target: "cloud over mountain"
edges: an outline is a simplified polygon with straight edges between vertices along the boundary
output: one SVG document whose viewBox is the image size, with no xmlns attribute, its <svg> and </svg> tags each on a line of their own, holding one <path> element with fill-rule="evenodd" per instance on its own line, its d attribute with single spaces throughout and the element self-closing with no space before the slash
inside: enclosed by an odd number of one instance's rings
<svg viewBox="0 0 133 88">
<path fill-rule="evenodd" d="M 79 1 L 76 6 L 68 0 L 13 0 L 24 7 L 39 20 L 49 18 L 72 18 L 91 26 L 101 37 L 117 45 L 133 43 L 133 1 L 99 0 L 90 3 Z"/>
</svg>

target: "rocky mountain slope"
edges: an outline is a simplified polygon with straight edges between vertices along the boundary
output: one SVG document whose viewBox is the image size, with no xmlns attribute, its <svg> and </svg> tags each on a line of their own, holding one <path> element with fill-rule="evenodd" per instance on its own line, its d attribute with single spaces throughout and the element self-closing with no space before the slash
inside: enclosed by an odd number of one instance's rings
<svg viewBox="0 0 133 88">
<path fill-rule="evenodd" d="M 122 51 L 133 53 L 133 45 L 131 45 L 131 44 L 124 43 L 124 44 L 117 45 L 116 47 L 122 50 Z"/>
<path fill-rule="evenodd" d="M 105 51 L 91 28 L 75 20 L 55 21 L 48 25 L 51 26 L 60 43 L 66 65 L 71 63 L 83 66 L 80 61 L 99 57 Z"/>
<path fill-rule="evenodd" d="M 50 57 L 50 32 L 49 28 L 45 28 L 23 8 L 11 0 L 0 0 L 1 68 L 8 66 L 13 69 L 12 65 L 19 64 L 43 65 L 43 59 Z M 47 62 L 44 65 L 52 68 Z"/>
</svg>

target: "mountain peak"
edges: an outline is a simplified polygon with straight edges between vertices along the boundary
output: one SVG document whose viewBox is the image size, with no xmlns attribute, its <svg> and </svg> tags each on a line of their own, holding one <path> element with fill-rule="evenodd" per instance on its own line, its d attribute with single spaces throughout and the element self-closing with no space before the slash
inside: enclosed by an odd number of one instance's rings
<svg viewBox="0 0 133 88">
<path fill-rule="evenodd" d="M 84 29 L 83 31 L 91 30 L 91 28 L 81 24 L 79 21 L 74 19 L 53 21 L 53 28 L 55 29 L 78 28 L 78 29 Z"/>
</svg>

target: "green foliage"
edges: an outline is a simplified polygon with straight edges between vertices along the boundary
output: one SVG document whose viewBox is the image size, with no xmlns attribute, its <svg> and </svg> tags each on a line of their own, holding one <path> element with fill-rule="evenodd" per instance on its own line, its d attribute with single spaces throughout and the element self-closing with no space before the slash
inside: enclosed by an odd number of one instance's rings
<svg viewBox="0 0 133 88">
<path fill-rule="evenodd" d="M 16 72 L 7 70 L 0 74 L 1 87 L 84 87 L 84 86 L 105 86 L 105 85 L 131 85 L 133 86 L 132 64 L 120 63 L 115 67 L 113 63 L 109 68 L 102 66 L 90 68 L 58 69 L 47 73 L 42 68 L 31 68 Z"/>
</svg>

**INSTRUCTIONS FOR THE TASK:** Show every line of the listing above that contains the string "mountain". Case counts.

**EXERCISE ANSWER:**
target: "cloud over mountain"
target: "rocky mountain slope"
target: "mountain peak"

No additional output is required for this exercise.